* ASSIGNED TASK
Copy the hospice article from "The feedback from" to "to be apart.", swapping "friends" for "companions".

How Princess Alice Hospice is staying connected to patients during Covid-19

Categories: Care, Featured, and People & Places.

Sophia Monastirioti, Wellbeing Manager at Princess Alice Hospice in Esher, Surrey, tells ehospice how they’ve adapted their services to ensure they remain connected to patients.

Since the Covid-19 outbreak and the start of lockdown, my team and I have tried to adapt to a new way of working. Our aim has been to maintain the cordial relationships and the high level of support we offer to both our patients and carers. No matter how difficult and challenging the technology might have been for all of us, the response to our programme has been really positive. We have been using Zoom daily to connect with our patients on a one-to-one level but also using group activities.

Our first step was to introduce patients and carers who were not familiar with the technology, to Zoom, helping them to understand how to join and participate in a Zoom session. Although some were wary, we have been surprised by the number of people who have engaged with the concept so readily. Even a couple of our patients who have Motor Neurone Disease have managed to conquer Zoom despite their physical limitations.

Once everyone felt comfortable using the technology, we created small groups and activities which were relevant to them. We have discussion groups run by our Activities Coordinator, which are led mainly by the patients themselves and influenced by their current needs. We cover a wide range of topics; from managing anxiety and how to cope with new diagnoses, to chatting about the NHS rainbow and even discussing poetry. Every day is different.

With the help of our art volunteer, we run ‘art & tea time’ sessions that include colouring and catching up. Our complementary therapist has been taking part by providing patients with relaxation techniques and aroma sticks which have been very well-received by our patients. Aroma sticks contain essential oils and can be used for a variety of symptoms. After consulting with the patients and understanding their needs, she posts the relevant stick to them. The feedback has been very positive. Even though our patients might struggle with their illness and this new imposed reality, they have been able to join us whilst relaxing in the comfort of their own home, an achievement that we are very proud of as a team.

Recently we ran our first ‘fatigue management’ session where patients and carers had the opportunity to discuss the overwhelming tiredness that many of them feel. They were able to ask questions, share experiences and leave with some useful and relevant tips on how to manage going forwards.

We have also organised a musical afternoon, where one of our young and talented volunteers will sing for our patients and they can watch and listen remotely. It has been really rewarding being able to see so many of our patients smiling and managing technology so well. We have also shared some very emotional moments while on Zoom; the barrier of a screen doesn’t deter people from talking about their feelings. Yet it has been uplifting to see the way everyone supported each other.

The feedback from all our sessions and activities has been overwhelmingly positive and our numbers are growing. Following our first session, one of our patients said: ‘’It was really good to talk to and see fellow “Wellness” members this morning. Great idea’’. Another said, ‘’please don’t stop doing this. It’s a bright window in my week, it is so exciting that I can finally see my friends after all this time. I missed them. We need to catch up. Thank you for doing this for us’’. We are now looking for more ways to be together while we have to be apart.

* EXTRACTED ENTRIES
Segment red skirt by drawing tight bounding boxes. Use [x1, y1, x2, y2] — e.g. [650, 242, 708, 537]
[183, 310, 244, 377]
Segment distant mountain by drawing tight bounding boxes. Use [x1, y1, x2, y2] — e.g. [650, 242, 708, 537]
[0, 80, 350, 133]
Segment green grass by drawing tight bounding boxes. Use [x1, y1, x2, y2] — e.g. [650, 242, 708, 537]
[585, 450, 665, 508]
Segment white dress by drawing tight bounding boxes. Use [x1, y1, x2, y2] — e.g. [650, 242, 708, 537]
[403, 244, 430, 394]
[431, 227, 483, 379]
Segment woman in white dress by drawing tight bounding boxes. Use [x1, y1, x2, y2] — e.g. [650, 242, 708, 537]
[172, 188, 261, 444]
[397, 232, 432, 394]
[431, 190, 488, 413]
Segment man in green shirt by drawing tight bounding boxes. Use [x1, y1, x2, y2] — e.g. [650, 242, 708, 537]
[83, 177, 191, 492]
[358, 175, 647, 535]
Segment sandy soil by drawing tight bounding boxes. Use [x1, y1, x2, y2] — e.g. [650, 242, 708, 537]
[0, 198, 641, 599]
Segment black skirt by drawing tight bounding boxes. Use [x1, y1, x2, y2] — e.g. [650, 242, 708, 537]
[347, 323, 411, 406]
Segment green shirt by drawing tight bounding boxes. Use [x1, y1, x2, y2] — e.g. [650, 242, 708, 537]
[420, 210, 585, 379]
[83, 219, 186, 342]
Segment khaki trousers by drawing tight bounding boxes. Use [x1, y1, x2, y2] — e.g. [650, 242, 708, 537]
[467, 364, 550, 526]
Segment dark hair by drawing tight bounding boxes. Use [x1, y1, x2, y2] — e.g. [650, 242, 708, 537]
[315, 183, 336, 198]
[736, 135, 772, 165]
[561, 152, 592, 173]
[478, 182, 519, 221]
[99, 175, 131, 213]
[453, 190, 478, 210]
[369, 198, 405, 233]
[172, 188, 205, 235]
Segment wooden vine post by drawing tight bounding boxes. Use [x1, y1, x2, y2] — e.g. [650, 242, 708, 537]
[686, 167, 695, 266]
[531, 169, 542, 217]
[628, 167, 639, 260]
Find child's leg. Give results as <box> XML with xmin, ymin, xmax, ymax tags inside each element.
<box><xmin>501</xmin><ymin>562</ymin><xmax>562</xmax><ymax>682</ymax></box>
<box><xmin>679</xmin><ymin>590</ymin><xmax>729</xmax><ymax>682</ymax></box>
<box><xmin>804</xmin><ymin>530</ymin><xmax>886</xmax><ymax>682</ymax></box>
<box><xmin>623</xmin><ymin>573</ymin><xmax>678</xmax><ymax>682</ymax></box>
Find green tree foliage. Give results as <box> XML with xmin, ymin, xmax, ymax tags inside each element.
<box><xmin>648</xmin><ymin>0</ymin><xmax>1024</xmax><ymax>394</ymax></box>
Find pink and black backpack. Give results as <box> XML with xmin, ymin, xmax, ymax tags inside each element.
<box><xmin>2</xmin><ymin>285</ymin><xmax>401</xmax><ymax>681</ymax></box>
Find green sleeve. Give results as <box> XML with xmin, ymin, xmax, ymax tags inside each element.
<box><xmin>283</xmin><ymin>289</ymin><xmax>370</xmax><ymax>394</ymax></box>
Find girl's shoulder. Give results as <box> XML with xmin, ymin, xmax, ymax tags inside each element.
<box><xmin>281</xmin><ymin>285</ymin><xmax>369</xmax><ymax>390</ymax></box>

* RESPONSE FOR THIS EXERCISE
The feedback from all our sessions and activities has been overwhelmingly positive and our numbers are growing. Following our first session, one of our patients said: ‘’It was really good to talk to and see fellow “Wellness” members this morning. Great idea’’. Another said, ‘’please don’t stop doing this. It’s a bright window in my week, it is so exciting that I can finally see my companions after all this time. I missed them. We need to catch up. Thank you for doing this for us’’. We are now looking for more ways to be together while we have to be apart.